PROBLEM: Return the records that follow unaltered. Omit every picture.

ITEMS:
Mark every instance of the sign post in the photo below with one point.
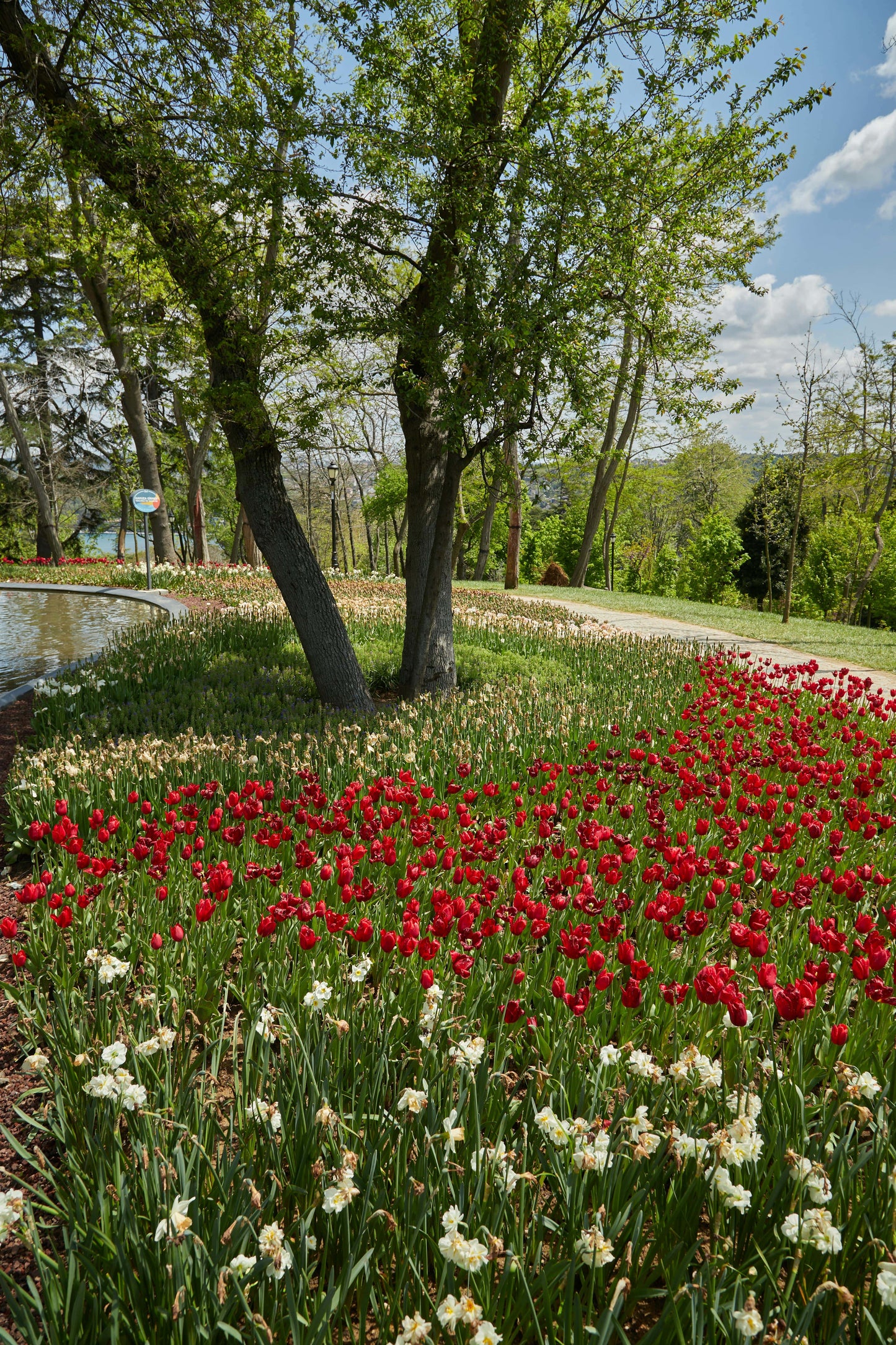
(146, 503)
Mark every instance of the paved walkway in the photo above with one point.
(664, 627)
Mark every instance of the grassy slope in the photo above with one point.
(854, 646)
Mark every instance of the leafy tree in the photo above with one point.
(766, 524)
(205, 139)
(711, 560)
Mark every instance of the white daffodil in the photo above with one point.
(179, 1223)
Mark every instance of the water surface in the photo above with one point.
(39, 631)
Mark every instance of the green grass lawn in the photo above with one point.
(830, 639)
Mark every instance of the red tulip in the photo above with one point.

THE RESPONSE:
Mark every instance of the sign post in the photo below with one point.
(146, 503)
Mark every instance of the paved walkway in the photo above with one point.
(664, 627)
Mark every instance of the grassy slope in the photo above with one point.
(854, 646)
Mark every instance of the leafy tree in the photo above with one point.
(766, 524)
(205, 139)
(711, 560)
Mark every instance of the white daffodil in the photo above with one point.
(179, 1223)
Mark every instance of the water surface in the photo above with one point.
(39, 631)
Mark every instance of the green grass lawn in the photo above with one point.
(830, 639)
Mark every instance of the red tulip in the photo above with one point.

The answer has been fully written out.